Lo stesso Di Maio, quando non era ancora al governo, ha sbandierato urbi et orbi la sua visione su svariati argomenti spinosi. Ad esempio, nel 2017, ha dichiarato che: “Se faccio una legge per il condono a Ischia mi iscrivo al Pd.” Adesso il condono per Ischia è arrivato, insieme a quello con il nome camuffato “pace fiscale”, e il vicepresidente del Consiglio non si è ancora visto dalle parti del Nazareno. Potrebbe essere una soluzione in vista delle dimissioni del segretario Martina, qualora gli elettori di centrosinistra volessero provare il brivido del nemico in casa o del guilty pleasure.
Che sia Tap, Ilva, Ischia o un condono, il M5S arranca e si contorce su se stesso, alla ricerca di una posizione politica che non ha mai avuto. Quella all’opposizione era la proiezione di un mal di pancia comune, non un ideale.

> Consegna 1
Modifica il tratto dell'elenco che va dall'inizio fino alla riga che contiene "A sample of", compresa. Riscrivi solo quelle righe mettendo "gray" al posto di "black" e lasciando tutto il resto invariato.

> Dati forniti

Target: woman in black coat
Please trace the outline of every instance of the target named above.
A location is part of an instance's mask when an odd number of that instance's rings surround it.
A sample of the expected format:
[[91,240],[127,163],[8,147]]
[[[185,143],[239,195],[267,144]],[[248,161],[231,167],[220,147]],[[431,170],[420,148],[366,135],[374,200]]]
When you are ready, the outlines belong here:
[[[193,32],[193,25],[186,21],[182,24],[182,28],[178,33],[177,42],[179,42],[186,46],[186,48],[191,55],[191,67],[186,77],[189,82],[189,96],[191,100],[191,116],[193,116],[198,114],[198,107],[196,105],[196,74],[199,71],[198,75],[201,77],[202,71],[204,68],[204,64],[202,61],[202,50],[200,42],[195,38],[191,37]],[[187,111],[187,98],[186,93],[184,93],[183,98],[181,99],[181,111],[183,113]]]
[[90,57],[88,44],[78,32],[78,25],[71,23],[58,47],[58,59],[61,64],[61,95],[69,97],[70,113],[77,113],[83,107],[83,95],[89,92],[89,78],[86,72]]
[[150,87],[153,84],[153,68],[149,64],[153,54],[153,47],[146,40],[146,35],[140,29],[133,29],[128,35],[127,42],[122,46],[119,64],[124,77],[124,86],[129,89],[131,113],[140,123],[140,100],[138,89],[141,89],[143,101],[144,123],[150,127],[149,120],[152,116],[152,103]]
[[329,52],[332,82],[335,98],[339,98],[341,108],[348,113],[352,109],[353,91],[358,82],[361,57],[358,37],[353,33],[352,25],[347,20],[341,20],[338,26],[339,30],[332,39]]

> Consegna 2
Nel documento di origine, quali voci sono elencate nella frase che comincia con "Che sia"? Riportale tutte.

> Risposta attesa 1
Target: woman in gray coat
Please trace the outline of every instance of the target named above.
A location is part of an instance's mask when an odd number of that instance's rings surround it.
A sample of the expected format:

> Risposta attesa 2
Tap, Ilva, Ischia, un condono